Copy the data below, replacing each "instance" with "occurrence" and keeping everything else the same.

Data entries:
[start]

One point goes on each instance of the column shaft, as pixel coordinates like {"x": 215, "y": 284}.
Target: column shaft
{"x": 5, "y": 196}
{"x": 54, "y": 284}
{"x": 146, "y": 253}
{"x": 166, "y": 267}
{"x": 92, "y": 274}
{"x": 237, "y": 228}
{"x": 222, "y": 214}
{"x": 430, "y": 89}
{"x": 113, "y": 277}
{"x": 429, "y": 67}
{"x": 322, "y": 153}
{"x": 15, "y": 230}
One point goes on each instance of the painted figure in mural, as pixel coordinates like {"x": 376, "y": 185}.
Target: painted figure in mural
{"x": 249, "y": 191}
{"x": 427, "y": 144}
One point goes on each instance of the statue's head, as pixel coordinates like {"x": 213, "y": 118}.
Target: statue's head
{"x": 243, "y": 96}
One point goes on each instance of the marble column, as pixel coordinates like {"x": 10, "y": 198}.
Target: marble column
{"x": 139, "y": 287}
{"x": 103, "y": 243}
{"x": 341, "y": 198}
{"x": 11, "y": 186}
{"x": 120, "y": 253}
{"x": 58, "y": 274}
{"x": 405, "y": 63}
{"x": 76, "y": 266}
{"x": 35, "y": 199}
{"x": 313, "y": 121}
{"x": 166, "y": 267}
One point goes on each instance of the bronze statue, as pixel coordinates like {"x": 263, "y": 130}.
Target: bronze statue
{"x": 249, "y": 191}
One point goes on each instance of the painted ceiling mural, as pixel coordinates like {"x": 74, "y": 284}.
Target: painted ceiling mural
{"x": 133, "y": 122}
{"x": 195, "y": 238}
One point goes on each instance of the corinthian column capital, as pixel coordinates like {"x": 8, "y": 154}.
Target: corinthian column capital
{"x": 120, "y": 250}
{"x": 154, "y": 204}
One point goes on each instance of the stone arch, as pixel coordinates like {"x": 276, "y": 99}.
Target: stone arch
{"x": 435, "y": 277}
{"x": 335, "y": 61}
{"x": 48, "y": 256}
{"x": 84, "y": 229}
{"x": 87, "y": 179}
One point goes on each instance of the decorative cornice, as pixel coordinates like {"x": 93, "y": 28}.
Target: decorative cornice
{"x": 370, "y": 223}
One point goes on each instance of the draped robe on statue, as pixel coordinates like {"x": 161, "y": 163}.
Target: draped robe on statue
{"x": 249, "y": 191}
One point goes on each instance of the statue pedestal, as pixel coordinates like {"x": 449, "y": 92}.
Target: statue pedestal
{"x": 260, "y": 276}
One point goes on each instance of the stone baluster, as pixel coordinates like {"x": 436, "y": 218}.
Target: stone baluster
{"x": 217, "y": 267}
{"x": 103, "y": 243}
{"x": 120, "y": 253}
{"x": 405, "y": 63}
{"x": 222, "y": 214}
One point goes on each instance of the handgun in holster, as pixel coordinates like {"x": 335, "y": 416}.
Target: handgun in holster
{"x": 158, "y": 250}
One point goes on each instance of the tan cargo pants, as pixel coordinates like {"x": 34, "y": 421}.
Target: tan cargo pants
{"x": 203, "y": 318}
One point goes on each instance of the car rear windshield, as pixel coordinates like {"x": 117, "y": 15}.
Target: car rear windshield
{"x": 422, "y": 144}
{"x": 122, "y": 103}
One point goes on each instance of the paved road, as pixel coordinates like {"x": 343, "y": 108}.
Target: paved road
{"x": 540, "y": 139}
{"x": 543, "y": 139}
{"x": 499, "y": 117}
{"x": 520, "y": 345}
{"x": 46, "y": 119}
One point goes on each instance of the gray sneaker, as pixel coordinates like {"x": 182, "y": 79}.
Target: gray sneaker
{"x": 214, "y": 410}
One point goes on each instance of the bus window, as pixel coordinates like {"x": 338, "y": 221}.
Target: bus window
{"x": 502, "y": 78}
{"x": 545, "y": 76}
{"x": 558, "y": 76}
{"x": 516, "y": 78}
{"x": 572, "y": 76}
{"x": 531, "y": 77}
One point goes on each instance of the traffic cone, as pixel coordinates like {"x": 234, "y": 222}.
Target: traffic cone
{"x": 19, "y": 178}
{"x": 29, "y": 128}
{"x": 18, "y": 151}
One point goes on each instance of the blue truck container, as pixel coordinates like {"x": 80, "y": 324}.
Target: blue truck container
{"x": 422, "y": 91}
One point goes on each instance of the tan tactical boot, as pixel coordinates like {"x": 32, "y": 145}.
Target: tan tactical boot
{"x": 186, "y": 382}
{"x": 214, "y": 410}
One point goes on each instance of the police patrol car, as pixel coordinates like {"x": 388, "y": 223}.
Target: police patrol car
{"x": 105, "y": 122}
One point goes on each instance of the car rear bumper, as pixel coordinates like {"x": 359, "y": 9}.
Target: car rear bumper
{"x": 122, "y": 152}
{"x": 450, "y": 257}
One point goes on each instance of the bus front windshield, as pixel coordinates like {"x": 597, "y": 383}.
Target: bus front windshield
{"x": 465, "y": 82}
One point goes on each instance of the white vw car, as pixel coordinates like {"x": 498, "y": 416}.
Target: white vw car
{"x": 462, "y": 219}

[end]

EXPECTED ANSWER:
One point goes on each occurrence of the column shaft, as pixel coordinates like {"x": 215, "y": 284}.
Target: column shaft
{"x": 5, "y": 196}
{"x": 54, "y": 284}
{"x": 146, "y": 253}
{"x": 166, "y": 267}
{"x": 92, "y": 274}
{"x": 237, "y": 228}
{"x": 222, "y": 214}
{"x": 430, "y": 89}
{"x": 113, "y": 277}
{"x": 429, "y": 67}
{"x": 322, "y": 153}
{"x": 15, "y": 230}
One point goes on each occurrence of the painted figure in mural, as pixel coordinates like {"x": 376, "y": 185}.
Target: painted figure in mural
{"x": 249, "y": 191}
{"x": 427, "y": 144}
One point goes on each occurrence of the statue's head, as pixel coordinates like {"x": 213, "y": 118}.
Target: statue's head
{"x": 243, "y": 96}
One point goes on each occurrence of the marble column, as pixel coordinates like {"x": 10, "y": 198}.
Target: marble column
{"x": 139, "y": 287}
{"x": 103, "y": 243}
{"x": 341, "y": 198}
{"x": 11, "y": 186}
{"x": 120, "y": 253}
{"x": 58, "y": 274}
{"x": 405, "y": 63}
{"x": 76, "y": 266}
{"x": 35, "y": 199}
{"x": 313, "y": 121}
{"x": 166, "y": 267}
One point goes on each occurrence of the bronze statue, as pixel coordinates like {"x": 263, "y": 130}.
Target: bronze statue
{"x": 249, "y": 191}
One point goes on each occurrence of the painted ceiling mural, as pixel coordinates like {"x": 74, "y": 284}.
Target: painted ceiling mural
{"x": 133, "y": 122}
{"x": 195, "y": 238}
One point goes on each occurrence of the corinthian column capital, as pixel coordinates like {"x": 8, "y": 154}.
Target: corinthian column capital
{"x": 120, "y": 250}
{"x": 154, "y": 204}
One point goes on each occurrence of the stone arch, as pixel coordinates like {"x": 276, "y": 99}.
Target: stone arch
{"x": 435, "y": 277}
{"x": 335, "y": 61}
{"x": 48, "y": 256}
{"x": 84, "y": 229}
{"x": 87, "y": 179}
One point goes on each occurrence of the decorative cornice, as pixel coordinates like {"x": 93, "y": 28}.
Target: decorative cornice
{"x": 370, "y": 223}
One point goes on each occurrence of the draped robe on statue, as pixel coordinates like {"x": 161, "y": 163}.
Target: draped robe on statue
{"x": 249, "y": 191}
One point goes on each occurrence of the statue pedestal, as pixel coordinates like {"x": 449, "y": 92}.
Target: statue pedestal
{"x": 260, "y": 276}
One point goes on each occurrence of the stone baluster, as pixel coordinates like {"x": 436, "y": 218}.
Target: stone baluster
{"x": 217, "y": 267}
{"x": 103, "y": 243}
{"x": 120, "y": 253}
{"x": 405, "y": 63}
{"x": 222, "y": 214}
One point goes on each occurrence of the handgun in holster, as pixel coordinates like {"x": 335, "y": 416}.
Target: handgun in holster
{"x": 158, "y": 250}
One point goes on each occurrence of the tan cargo pants, as pixel coordinates like {"x": 34, "y": 421}.
Target: tan cargo pants
{"x": 203, "y": 318}
One point goes on each occurrence of the car rear windshield, as pixel coordinates like {"x": 117, "y": 15}.
Target: car rear windshield
{"x": 422, "y": 144}
{"x": 122, "y": 103}
One point goes on each occurrence of the paved road, as pixel coordinates like {"x": 343, "y": 108}.
Target: paved road
{"x": 540, "y": 139}
{"x": 543, "y": 139}
{"x": 499, "y": 117}
{"x": 520, "y": 345}
{"x": 46, "y": 119}
One point goes on each occurrence of the gray sneaker, as pixel coordinates like {"x": 182, "y": 79}.
Target: gray sneaker
{"x": 214, "y": 410}
One point goes on each occurrence of the bus window, as pixel coordinates like {"x": 338, "y": 221}.
Target: bus window
{"x": 502, "y": 78}
{"x": 545, "y": 76}
{"x": 558, "y": 76}
{"x": 516, "y": 78}
{"x": 572, "y": 76}
{"x": 531, "y": 77}
One point goes on each occurrence of the traffic cone, as pixel coordinates like {"x": 234, "y": 222}.
Target: traffic cone
{"x": 19, "y": 178}
{"x": 29, "y": 128}
{"x": 18, "y": 151}
One point goes on each occurrence of the blue truck container, as pixel coordinates like {"x": 80, "y": 324}.
Target: blue truck container
{"x": 422, "y": 91}
One point goes on each occurrence of the tan tactical boot, as pixel coordinates like {"x": 32, "y": 145}.
Target: tan tactical boot
{"x": 186, "y": 382}
{"x": 214, "y": 410}
One point goes on each occurrence of the police patrol car, as pixel coordinates like {"x": 388, "y": 223}.
Target: police patrol car
{"x": 105, "y": 122}
One point goes on each occurrence of the car rear bumper, as pixel coordinates like {"x": 359, "y": 9}.
Target: car rear bumper
{"x": 122, "y": 152}
{"x": 450, "y": 257}
One point goes on each occurrence of the bus front windshield, as pixel coordinates like {"x": 597, "y": 383}.
Target: bus front windshield
{"x": 465, "y": 82}
One point goes on each occurrence of the white vw car, as pixel coordinates like {"x": 498, "y": 416}.
Target: white vw car
{"x": 462, "y": 219}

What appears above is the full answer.